• _TASK BRIEF_
Lay out the entries below as a numbered list, starting at the line containing "of the crouching" and ending at the line containing "Target: man in white cap", with both of those lines included and blank lines left out.

• _Items listed in a dataset_
○ ○ ○ ○ ○

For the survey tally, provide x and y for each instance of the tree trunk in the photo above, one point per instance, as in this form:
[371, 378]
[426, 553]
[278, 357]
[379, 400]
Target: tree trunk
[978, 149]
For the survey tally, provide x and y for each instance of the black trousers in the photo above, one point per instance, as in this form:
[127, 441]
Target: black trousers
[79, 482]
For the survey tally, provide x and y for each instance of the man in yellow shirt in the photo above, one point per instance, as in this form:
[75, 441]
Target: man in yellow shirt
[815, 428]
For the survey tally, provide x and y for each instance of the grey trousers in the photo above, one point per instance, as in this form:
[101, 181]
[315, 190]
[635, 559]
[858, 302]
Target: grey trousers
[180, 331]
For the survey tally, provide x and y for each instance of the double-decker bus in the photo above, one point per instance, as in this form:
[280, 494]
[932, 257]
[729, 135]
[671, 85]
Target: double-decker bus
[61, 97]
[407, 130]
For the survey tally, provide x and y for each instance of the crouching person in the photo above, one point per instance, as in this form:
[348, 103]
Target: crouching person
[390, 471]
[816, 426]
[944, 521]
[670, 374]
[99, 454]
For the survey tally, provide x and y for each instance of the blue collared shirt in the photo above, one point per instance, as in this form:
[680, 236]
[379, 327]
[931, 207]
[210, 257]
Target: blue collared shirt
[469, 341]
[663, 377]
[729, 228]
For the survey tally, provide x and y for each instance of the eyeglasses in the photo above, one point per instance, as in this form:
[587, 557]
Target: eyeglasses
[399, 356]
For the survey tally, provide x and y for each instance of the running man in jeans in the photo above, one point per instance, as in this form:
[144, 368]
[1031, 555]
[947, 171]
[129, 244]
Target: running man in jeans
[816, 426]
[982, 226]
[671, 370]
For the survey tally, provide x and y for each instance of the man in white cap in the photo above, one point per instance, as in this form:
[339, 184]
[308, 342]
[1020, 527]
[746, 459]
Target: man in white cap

○ ○ ○ ○ ○

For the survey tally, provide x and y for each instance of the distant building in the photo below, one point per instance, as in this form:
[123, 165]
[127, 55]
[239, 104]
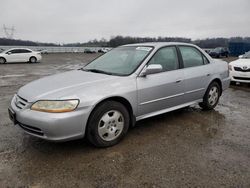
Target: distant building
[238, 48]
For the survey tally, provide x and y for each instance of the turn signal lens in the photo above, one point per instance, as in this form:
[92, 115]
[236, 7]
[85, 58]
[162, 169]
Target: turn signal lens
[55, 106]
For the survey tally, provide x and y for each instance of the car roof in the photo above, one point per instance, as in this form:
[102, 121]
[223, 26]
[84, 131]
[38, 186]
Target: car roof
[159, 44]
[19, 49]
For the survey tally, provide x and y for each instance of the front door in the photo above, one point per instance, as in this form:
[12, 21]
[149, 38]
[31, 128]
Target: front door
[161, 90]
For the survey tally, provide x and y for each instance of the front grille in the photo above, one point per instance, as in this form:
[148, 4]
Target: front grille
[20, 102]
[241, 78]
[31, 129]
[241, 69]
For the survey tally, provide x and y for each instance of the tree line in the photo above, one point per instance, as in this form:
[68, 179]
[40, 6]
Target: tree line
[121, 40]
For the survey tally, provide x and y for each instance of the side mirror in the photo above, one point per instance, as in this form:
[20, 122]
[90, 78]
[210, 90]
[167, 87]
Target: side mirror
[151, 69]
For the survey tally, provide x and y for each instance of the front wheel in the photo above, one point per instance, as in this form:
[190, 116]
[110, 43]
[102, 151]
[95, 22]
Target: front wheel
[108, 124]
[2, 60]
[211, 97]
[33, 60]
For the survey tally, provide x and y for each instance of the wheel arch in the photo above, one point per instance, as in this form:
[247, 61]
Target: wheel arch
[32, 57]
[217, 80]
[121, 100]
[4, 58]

○ ○ ○ ○ ○

• _EXERCISE RESULT_
1. For the survey tally, provide x and y for each instance of the crouching person in the photo above, one point per instance, as in this form:
2. [348, 103]
3. Target: crouching person
4. [390, 471]
5. [816, 426]
6. [944, 521]
7. [670, 374]
8. [99, 454]
9. For the survey tally, provide x and y for each instance of the blue collared shirt in the photo above, one point per instance, as in this form:
10. [680, 236]
11. [379, 327]
12. [931, 207]
13. [210, 257]
14. Target: blue collared shirt
15. [469, 341]
16. [663, 377]
17. [729, 228]
18. For the survey tally, provide x and y for each instance of the eyeglasses in the photo above, one point per instance, as in this form:
19. [587, 557]
20. Target: eyeglasses
21. [399, 356]
22. For the survey tally, provide x and y for each instance of the running man in jeans in the photo above, one point per instance, as in this form:
23. [144, 368]
24. [1031, 555]
25. [947, 171]
26. [129, 244]
27. Target: running man in jeans
28. [816, 426]
29. [982, 226]
30. [671, 370]
31. For the survey tally, provide x and y for each instance of the man in white cap in the photo above, one point per instance, as in this form:
32. [339, 184]
33. [308, 342]
34. [1020, 527]
35. [746, 459]
36. Target: man in white cap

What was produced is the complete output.